Short problem
Update the patent excerpt from "FIG. 1 is a" up to and including "in the apparatus.", changing "diagrammatic" to "schematic".

Quoted passage
################
BRIEF DESCRIPTION OF THE DRAWINGS

FIG. 1 is a diagrammatic cross sectional view of a multi-mode carburizing furnace of an embodiment according to the present invention.

FIG. 2 is a diagrammatic cross sectional view of a single mode carburizing furnace of another embodiment according to the present invention.

FIG. 3 is a graph showing a relationship between temperatures and microwave irradiation time using the apparatus shown in FIG. 2, wherein SCM415 was heated in a strong magnetic field in the absence of a susceptor.

FIG. 4 is a graph showing a relationship between a grain size of ultra fine crystal ferrite steel and hardness.

FIG. 5 is a diagrammatic view of the apparatus shown in FIG. 2, showing a status of a sample setting in the apparatus.

EXPLANATION OF REFERENCE NUMERALS

100; a microwave irradiating furnace, 101; a pipe for supplying atmospheric gas, 102; a pipe for supplying quenching gas, 103; a fan for dispersing microwave, 104; susceptor, 105; a rod for manipulation, 106; a nozzle for spraying the quenching medium, 107; a window for temperature measuring, 108; a quenching chamber, 109; a gate, 150; a sample, 200; a container, 201; a pipe for supplying the atmospheric gas, 202; a pipe for supplying the gas quenching medium, 203; a pipe for supplying liquid quenching medium, 204; a window, 205; a quenching chamber, 206; a gate, 208; specimen, 210; a specimen holder, 212; a susceptor with carbon source.

DETAILED DESCRIPTION OF THE PREFERRED EMBODIMENTS

The carburizing furnace of the present invention has a very simple structure and is free from electrodes for generating plasma in the furnace. Generation of plasma is done by chemical reaction and excitation of gas under irradiation of microwaves. In the present invention, the microwave should preferably have a frequency of 300 MHZ to 300 GHZ. In using the microwave, it is possible to carry out plasma generation on the sample and heat treatment simultaneously. In using high frequency waves, generation of plasma (glow discharge) on the sample and heat treatment are carried out separately.
################
Dataset section
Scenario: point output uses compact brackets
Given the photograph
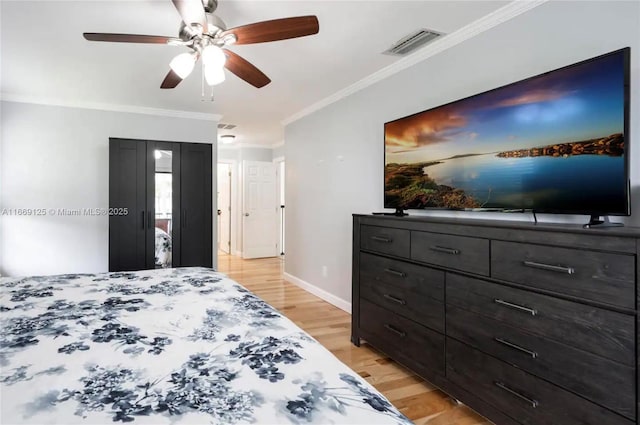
################
Output for this task
FIG. 1 is a schematic cross sectional view of a multi-mode carburizing furnace of an embodiment according to the present invention.

FIG. 2 is a schematic cross sectional view of a single mode carburizing furnace of another embodiment according to the present invention.

FIG. 3 is a graph showing a relationship between temperatures and microwave irradiation time using the apparatus shown in FIG. 2, wherein SCM415 was heated in a strong magnetic field in the absence of a susceptor.

FIG. 4 is a graph showing a relationship between a grain size of ultra fine crystal ferrite steel and hardness.

FIG. 5 is a schematic view of the apparatus shown in FIG. 2, showing a status of a sample setting in the apparatus.